WORK INSTRUCTION - When a line in the records contains the string "blue", copy that line.

DATASET EXTRACT -
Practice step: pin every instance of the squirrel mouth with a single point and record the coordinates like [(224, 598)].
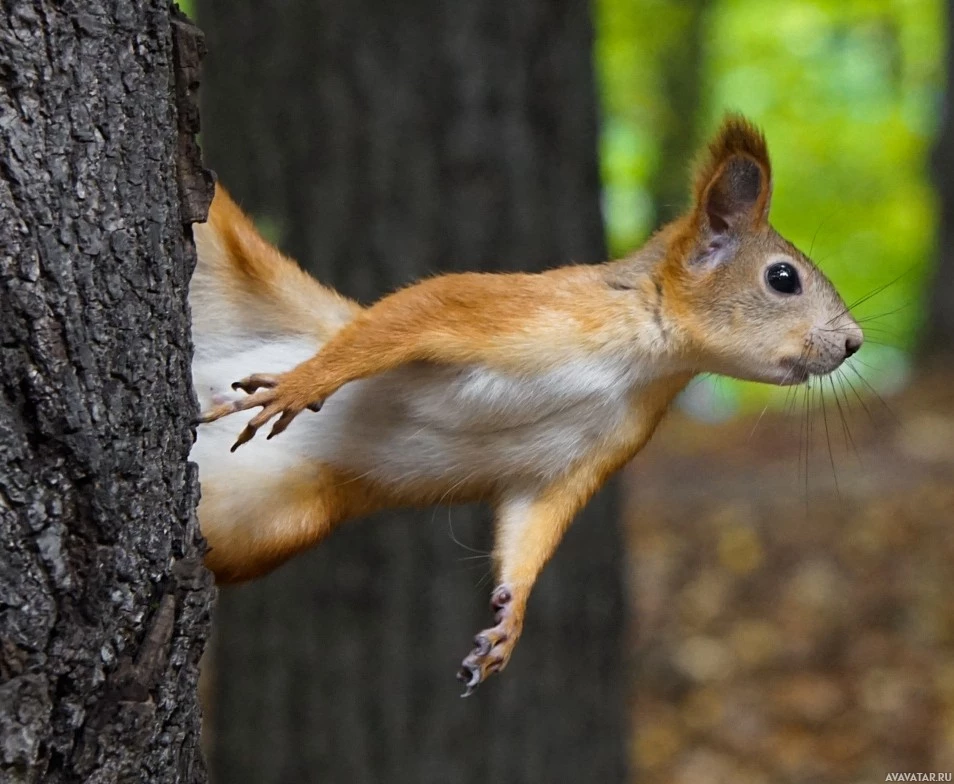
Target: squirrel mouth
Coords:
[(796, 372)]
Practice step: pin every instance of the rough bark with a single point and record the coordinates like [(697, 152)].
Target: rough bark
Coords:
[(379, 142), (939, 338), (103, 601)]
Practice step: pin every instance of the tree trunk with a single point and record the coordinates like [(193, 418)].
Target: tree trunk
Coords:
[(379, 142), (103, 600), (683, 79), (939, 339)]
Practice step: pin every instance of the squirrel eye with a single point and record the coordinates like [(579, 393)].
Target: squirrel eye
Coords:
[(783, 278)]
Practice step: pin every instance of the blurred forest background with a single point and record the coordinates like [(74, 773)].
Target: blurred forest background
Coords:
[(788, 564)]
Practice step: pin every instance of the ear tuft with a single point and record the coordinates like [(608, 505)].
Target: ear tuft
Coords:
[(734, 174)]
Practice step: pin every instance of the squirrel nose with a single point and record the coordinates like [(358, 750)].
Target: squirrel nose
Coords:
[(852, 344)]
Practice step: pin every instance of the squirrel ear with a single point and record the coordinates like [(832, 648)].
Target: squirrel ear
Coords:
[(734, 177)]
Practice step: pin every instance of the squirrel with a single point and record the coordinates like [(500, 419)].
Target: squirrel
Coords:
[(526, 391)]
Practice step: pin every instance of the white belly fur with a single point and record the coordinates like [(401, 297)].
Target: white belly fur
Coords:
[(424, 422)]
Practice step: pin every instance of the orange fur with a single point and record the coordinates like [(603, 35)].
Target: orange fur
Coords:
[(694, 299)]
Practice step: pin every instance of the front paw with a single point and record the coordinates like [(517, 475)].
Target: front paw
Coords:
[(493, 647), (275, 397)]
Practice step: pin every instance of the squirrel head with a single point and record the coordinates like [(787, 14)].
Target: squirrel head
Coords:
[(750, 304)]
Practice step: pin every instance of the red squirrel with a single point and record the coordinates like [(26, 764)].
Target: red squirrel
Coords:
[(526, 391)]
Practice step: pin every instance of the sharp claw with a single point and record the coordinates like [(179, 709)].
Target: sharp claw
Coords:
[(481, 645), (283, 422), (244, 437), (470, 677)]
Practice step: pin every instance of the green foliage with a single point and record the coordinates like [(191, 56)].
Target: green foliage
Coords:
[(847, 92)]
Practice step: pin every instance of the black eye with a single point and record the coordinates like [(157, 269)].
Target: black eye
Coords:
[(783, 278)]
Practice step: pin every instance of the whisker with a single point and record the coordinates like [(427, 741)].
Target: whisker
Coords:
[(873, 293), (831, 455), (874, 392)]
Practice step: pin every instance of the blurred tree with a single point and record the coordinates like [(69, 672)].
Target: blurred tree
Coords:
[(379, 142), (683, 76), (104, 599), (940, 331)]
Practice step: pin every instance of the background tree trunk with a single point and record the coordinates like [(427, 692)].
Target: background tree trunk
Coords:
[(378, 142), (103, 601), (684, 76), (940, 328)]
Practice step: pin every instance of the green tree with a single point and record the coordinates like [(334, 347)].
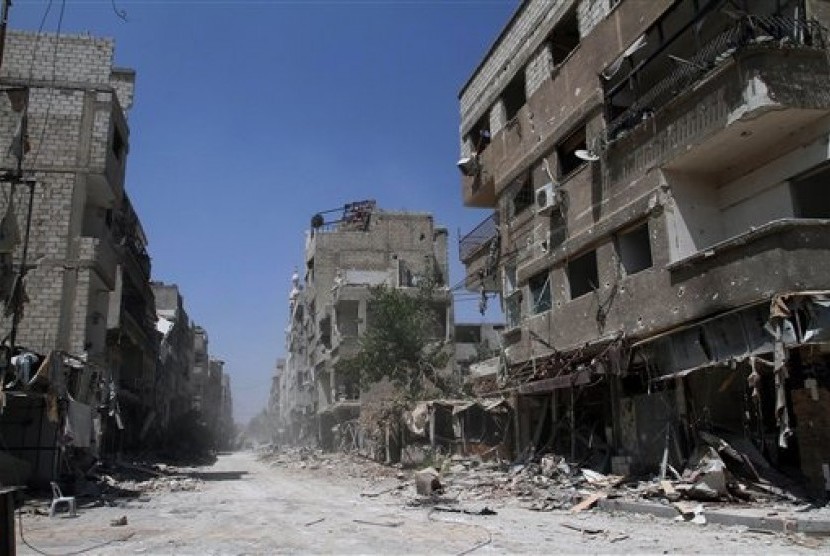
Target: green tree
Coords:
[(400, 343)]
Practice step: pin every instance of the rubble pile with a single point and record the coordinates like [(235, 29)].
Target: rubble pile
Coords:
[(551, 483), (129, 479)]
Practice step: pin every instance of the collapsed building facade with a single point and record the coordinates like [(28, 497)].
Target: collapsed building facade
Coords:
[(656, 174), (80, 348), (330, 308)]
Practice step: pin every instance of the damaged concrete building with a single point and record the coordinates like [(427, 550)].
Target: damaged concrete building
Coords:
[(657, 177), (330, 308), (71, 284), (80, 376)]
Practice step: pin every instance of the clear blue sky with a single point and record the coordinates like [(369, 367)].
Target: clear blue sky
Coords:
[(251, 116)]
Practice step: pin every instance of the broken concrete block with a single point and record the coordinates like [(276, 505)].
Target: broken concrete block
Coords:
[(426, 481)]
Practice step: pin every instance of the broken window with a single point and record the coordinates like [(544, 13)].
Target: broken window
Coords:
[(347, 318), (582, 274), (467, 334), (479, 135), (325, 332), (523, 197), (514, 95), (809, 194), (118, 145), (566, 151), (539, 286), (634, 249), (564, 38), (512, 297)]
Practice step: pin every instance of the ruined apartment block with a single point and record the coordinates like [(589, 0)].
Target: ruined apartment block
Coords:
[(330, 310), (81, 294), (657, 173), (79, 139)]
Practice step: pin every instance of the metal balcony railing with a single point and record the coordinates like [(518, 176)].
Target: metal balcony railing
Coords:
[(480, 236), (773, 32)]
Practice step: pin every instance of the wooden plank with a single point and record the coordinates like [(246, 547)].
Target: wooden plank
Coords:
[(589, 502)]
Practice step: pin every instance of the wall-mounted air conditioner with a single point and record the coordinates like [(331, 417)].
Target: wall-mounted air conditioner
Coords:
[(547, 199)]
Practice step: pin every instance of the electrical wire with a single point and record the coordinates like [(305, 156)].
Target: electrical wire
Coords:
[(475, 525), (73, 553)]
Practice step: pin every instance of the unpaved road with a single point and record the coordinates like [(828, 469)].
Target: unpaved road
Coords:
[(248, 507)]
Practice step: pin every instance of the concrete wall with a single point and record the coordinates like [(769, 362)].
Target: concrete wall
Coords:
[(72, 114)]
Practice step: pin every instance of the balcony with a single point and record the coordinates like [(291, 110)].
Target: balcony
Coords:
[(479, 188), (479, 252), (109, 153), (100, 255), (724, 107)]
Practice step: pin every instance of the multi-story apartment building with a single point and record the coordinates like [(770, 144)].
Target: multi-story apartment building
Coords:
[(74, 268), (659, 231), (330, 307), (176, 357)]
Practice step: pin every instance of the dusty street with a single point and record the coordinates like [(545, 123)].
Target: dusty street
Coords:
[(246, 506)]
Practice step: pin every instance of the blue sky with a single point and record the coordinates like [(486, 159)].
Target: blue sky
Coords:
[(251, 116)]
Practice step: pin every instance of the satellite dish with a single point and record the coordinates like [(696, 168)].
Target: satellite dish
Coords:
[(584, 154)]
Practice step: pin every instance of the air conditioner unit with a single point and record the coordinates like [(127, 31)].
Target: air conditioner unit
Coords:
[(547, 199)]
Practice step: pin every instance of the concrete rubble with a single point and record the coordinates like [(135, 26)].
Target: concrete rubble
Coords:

ANSWER SPACE -
Practice step: pin every instance of the clear blue sky with a single point and record the coordinates like [(369, 367)].
Target: clear blue sky
Practice step: pin every instance of the blue sky with a single point and record the coordinates like [(486, 159)].
Target: blue sky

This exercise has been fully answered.